=== TASK PROMPT ===
Report every line of the material below that contains the word "tagged", copying each such line in full. Treat uppercase and lowercase letters as different when matching.

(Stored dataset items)
↓↓↓
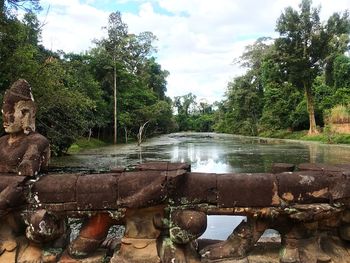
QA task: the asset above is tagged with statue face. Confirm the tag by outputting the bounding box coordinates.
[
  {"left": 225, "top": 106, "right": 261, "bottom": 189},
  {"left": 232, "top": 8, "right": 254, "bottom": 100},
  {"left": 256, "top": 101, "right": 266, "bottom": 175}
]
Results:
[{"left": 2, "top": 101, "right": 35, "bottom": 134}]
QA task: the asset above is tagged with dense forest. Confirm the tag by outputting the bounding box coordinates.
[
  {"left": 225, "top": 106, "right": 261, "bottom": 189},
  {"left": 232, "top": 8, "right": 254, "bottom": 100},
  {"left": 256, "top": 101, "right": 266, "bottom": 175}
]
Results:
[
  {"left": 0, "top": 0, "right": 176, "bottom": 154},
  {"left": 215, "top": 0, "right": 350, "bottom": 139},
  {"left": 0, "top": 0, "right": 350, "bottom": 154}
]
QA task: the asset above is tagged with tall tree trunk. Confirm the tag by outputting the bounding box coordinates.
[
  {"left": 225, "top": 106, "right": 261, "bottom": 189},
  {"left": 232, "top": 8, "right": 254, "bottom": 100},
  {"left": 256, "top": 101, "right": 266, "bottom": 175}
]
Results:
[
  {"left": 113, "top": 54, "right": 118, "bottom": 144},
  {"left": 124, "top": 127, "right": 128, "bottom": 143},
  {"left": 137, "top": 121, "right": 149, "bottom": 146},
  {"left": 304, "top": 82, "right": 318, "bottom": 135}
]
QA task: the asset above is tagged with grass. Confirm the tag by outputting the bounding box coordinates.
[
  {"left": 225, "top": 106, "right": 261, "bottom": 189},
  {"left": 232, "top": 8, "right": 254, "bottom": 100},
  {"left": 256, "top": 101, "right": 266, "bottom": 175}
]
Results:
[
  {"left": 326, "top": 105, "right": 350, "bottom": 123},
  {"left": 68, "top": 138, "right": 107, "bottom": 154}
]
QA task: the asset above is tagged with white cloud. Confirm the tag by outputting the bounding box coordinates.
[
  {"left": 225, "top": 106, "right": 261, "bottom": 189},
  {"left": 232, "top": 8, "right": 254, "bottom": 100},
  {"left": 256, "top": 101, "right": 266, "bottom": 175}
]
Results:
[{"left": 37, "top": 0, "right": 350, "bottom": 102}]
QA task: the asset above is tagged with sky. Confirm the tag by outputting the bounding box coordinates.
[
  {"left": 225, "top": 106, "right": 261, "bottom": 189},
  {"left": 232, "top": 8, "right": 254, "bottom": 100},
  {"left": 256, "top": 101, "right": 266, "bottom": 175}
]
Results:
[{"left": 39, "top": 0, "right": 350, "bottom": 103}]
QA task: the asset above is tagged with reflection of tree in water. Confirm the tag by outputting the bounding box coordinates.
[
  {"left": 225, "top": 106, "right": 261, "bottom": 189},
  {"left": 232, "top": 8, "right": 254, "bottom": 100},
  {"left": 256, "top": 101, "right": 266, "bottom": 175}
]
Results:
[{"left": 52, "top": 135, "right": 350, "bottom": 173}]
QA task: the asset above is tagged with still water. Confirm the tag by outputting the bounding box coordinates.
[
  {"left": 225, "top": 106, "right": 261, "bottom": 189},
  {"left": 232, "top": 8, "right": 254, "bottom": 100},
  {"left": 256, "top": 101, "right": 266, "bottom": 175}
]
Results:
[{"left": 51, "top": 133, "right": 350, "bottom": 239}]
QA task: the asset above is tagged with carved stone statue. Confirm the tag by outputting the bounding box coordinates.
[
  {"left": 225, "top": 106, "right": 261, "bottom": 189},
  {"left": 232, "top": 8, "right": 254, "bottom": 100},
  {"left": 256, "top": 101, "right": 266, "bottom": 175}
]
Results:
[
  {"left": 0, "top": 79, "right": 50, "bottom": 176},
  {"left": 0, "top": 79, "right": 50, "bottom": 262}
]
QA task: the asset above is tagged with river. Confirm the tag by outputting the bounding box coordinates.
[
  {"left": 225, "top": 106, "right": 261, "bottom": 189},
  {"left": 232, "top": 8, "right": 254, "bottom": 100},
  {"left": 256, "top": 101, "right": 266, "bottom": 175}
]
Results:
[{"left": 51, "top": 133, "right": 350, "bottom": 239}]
↑↑↑
=== FINAL RESULT ===
QA task: the asset above is tagged with statue face. Confirm the tag by outputting the bounding box coordinates.
QA task: the asset above is tagged with dense forest. Confirm the tag by outputting the bounding box coordinates.
QA task: the asset above is tagged with tall tree trunk. Confirm the tag by outputting the bounding box coordinates.
QA task: the asset above is tagged with grass. Confirm the tag by outputting the bounding box coordinates.
QA task: the asset above is tagged with white cloud. Confirm the tag by outputting the bounding box coordinates.
QA task: the asset above is tagged with sky. Confirm the tag by outputting the bounding box coordinates.
QA task: the asset above is tagged with reflection of tree in water. Confirm the tag by outputting the bounding box coordinates.
QA task: the asset above is tagged with still water. Confirm the tag by outputting the bounding box coordinates.
QA task: the asset above is tagged with carved stone statue. Confirm the tag by outputting the bounding box coordinates.
QA task: the asset above is tagged with river. Confirm the tag by outputting the bounding box coordinates.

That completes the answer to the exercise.